### TASK LIST
(A) In the DSM restructuring passage, by when are the structural savings expected to be fully achieved?
(B) Print everything in the DSM restructuring passage from "DSM will also" down to "Board, Royal DSM.".
== PASSAGE SHOWN
The company claims these changes will result in structural savings of €125-150 million to be fully achieved by the end of 2017.

DSM will also strengthen its management structure by establishing an Executive Committee, enabling faster strategic alignment and operational execution.

“In an increasingly global and fast-paced business environment we need to adapt our organizational and operating model to service our customers even better,” ​says Feike Sijbesma, CEO and Chairman of the Managing Board, Royal DSM.

“With the adjustments announced today, we become more agile, focused and cost-efficient. Businesses fully focus on growth, while at the same time we become more competitive by leveraging our global support functions.”

So what will this mean for DSM?

The company’s business groups will not change substantially with more focus placed on their primary functions, but in other departments there will be job losses.

The new changes announced will see the company aim to cut costs while pooling resources and making it clearer to identify accountability for performance.
====
== PROVIDED DATA
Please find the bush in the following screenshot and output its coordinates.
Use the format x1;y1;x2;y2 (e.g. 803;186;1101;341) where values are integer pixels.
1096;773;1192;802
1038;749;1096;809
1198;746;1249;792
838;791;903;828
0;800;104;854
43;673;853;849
====
### SOLUTIONS IN ORDER
(A) By the end of 2017.

(B)
DSM will also strengthen its management structure by establishing an Executive Committee, enabling faster strategic alignment and operational execution.

“In an increasingly global and fast-paced business environment we need to adapt our organizational and operating model to service our customers even better,” ​says Feike Sijbesma, CEO and Chairman of the Managing Board, Royal DSM.